• _REQUEST_:
Below is a listing. Turn the stretch from the line containing "Exercise. Point out the umbrella" through the line containing "[(466, 292), (411, 310)]" into a Markdown table with two columns, Row and Line, numbering each line and skipping blank ones.

[BEGIN]

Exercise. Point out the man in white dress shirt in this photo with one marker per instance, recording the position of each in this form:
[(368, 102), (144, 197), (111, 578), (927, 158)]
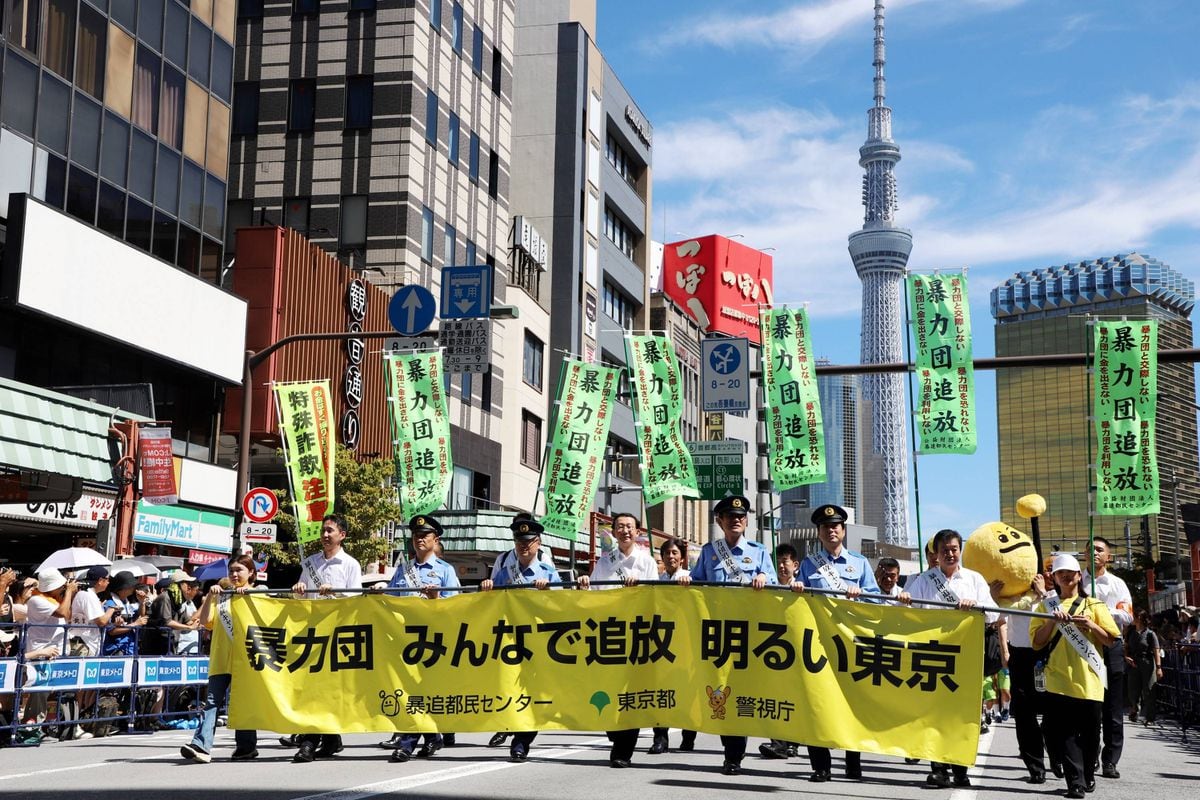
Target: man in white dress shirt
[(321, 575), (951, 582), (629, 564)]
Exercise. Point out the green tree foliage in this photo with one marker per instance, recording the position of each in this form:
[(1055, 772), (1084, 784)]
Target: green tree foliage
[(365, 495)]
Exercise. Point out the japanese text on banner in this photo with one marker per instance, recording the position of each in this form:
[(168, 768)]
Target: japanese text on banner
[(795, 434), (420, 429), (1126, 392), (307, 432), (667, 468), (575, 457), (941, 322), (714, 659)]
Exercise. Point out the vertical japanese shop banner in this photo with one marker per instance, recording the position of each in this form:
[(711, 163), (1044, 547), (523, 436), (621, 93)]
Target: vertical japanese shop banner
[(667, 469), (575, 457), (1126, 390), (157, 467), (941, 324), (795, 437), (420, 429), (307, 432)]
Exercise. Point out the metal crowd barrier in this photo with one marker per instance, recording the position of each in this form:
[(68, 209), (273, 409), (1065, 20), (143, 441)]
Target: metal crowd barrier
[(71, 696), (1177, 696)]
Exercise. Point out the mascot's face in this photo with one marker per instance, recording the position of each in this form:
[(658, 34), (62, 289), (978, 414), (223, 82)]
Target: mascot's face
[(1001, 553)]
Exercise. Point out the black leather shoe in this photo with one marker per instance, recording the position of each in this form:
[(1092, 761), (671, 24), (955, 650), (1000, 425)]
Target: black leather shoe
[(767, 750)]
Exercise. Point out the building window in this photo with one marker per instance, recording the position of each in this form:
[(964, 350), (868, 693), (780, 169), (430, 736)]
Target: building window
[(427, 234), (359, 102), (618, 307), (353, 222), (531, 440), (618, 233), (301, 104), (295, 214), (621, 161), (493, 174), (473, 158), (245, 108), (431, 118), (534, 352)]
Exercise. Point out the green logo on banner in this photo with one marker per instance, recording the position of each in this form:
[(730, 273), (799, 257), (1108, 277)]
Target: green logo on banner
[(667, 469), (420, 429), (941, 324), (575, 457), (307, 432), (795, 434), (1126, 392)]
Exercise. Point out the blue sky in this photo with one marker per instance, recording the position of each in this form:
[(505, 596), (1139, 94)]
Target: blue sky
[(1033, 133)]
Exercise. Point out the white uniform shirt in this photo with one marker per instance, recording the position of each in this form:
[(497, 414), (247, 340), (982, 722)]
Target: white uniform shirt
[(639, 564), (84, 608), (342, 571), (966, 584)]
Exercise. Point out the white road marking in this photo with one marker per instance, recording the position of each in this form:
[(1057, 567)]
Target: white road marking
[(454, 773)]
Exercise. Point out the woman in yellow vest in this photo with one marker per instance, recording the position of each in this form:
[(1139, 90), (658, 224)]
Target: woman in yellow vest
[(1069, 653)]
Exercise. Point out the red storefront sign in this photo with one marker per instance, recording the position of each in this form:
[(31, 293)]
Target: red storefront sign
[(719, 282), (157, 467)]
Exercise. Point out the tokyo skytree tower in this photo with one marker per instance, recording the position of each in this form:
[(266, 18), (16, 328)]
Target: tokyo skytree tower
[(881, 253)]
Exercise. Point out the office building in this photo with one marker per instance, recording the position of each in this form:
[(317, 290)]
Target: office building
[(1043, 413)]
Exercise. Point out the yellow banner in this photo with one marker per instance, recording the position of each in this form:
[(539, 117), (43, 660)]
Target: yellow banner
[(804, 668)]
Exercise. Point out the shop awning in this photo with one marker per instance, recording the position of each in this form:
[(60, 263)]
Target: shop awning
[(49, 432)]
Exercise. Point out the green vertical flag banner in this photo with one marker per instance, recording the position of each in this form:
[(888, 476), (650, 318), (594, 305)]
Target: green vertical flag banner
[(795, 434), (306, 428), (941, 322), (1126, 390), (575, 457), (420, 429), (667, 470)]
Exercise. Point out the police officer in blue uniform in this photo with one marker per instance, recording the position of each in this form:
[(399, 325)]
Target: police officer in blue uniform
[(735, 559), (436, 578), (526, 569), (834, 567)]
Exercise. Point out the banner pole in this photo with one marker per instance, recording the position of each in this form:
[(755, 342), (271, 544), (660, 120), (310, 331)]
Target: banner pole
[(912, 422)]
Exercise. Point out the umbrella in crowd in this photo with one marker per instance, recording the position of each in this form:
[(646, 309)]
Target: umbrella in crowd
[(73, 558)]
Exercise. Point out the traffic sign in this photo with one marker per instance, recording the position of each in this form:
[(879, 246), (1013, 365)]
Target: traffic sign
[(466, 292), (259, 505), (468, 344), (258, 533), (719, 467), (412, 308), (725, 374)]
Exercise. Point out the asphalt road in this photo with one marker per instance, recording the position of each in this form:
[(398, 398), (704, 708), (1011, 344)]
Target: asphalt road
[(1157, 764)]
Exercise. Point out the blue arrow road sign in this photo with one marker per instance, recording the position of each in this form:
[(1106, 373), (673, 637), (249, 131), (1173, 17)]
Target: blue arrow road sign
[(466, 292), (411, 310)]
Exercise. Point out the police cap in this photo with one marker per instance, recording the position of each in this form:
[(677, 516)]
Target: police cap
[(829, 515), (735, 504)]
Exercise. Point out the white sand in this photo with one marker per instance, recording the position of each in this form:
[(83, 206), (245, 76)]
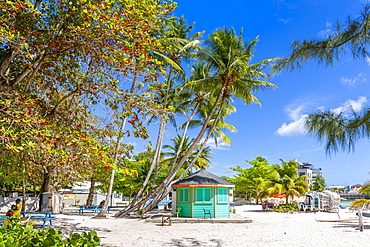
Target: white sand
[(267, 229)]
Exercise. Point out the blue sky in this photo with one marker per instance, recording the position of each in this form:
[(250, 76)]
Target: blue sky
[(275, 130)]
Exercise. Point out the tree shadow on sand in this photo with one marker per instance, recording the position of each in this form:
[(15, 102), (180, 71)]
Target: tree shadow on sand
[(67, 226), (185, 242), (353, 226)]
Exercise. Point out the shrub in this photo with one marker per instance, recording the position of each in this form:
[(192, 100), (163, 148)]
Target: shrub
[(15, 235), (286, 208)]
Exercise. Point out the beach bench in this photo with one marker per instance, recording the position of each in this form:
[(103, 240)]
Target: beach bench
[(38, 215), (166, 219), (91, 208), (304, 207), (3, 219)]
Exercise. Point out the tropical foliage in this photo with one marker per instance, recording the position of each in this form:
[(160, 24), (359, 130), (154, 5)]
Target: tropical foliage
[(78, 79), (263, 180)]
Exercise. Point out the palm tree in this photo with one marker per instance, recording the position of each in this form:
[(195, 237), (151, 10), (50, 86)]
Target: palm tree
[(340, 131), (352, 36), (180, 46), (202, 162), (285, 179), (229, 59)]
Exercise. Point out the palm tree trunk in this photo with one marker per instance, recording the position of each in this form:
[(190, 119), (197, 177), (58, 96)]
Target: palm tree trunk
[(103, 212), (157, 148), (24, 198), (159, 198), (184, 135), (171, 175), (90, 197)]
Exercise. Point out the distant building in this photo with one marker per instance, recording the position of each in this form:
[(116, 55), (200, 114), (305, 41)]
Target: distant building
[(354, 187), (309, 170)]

[END]
[BEGIN]

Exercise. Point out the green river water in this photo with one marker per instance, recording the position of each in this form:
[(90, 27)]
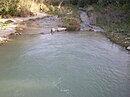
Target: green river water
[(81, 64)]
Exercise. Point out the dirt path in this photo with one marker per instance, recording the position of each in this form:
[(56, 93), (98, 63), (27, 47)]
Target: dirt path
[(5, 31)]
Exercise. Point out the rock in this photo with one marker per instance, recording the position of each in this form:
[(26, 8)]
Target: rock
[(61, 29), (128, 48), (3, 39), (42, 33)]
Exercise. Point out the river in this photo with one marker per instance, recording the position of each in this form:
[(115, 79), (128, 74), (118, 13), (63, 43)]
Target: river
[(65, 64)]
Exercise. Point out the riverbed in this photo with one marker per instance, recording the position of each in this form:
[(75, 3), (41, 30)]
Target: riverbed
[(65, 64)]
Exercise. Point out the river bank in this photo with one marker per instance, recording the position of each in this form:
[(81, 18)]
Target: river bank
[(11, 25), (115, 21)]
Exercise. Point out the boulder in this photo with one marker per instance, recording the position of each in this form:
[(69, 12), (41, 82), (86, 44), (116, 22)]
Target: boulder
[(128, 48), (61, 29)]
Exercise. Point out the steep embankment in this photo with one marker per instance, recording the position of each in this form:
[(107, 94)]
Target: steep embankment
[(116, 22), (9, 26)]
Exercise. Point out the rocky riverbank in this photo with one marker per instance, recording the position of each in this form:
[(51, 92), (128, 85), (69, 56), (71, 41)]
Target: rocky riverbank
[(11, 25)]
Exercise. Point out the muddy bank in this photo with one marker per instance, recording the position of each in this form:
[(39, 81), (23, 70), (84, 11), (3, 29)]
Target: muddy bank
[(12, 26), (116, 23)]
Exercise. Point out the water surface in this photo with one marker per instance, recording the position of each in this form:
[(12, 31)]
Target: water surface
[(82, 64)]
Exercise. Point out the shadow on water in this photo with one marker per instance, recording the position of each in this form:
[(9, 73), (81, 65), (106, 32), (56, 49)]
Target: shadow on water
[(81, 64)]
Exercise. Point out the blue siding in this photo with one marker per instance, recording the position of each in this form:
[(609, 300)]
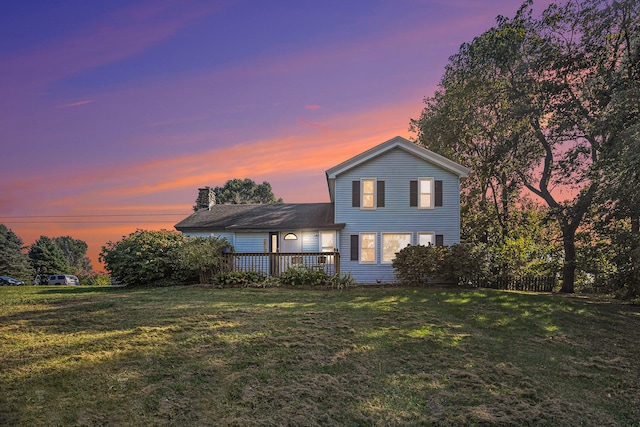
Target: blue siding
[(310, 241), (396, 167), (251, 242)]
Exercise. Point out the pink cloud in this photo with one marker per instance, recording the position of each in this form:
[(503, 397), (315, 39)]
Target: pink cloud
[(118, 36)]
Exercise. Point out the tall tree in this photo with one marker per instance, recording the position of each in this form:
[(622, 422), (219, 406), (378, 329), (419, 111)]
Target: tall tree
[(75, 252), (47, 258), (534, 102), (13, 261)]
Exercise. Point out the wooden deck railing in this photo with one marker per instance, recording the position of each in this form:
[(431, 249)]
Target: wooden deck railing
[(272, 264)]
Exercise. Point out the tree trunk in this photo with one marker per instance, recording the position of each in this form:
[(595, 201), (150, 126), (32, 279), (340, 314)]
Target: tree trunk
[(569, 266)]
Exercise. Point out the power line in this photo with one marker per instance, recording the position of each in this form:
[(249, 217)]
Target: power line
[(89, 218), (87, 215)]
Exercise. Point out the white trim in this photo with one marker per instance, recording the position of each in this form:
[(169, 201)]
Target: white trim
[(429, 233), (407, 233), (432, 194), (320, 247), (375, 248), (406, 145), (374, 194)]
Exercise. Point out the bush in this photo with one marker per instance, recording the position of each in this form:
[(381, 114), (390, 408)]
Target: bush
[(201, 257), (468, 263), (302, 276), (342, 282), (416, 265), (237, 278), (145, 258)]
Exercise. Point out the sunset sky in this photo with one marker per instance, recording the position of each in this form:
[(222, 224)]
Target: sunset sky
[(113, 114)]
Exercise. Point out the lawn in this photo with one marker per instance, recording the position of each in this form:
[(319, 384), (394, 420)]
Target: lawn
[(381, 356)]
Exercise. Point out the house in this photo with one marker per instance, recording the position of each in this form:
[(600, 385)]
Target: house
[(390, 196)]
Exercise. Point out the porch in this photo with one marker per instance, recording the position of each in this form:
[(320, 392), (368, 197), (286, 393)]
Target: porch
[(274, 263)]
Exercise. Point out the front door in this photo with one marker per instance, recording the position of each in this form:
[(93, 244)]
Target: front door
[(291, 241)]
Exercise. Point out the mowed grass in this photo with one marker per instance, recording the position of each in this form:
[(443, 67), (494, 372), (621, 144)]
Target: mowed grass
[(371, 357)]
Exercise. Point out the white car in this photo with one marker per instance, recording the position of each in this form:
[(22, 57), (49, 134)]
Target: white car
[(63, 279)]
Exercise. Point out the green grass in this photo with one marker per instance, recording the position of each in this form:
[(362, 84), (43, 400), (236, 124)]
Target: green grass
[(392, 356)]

[END]

• _TASK RESULT_:
| Row | Line |
|---|---|
| 1 | Exercise. Point out the umbrella in crowd in this photo with one marker per instance, recording the position of each in this form: |
| 2 | [(646, 309)] |
| 3 | Target: umbrella in crowd |
| 4 | [(73, 558)] |
| 5 | Exercise. Point out the traffic sign in this photo with one marker per instance, recording the position of each in this form: |
| 6 | [(879, 246), (1013, 365)] |
| 7 | Target: traffic sign |
| 8 | [(466, 292), (259, 505), (468, 344), (258, 533), (719, 467), (412, 308), (725, 374)] |
| 9 | Exercise. Point out the asphalt road in this photo with one marker per instance, recording the position of each in this form: |
| 10 | [(398, 398), (704, 708), (1011, 344)] |
| 11 | Target: asphalt road |
| 12 | [(1157, 764)] |
| 13 | Exercise. Point out the blue arrow road sign in this photo with one marker per instance, recording the position of each in this form: |
| 14 | [(1106, 373), (673, 637), (249, 131), (1173, 17)] |
| 15 | Target: blue arrow road sign |
| 16 | [(466, 292), (411, 310)] |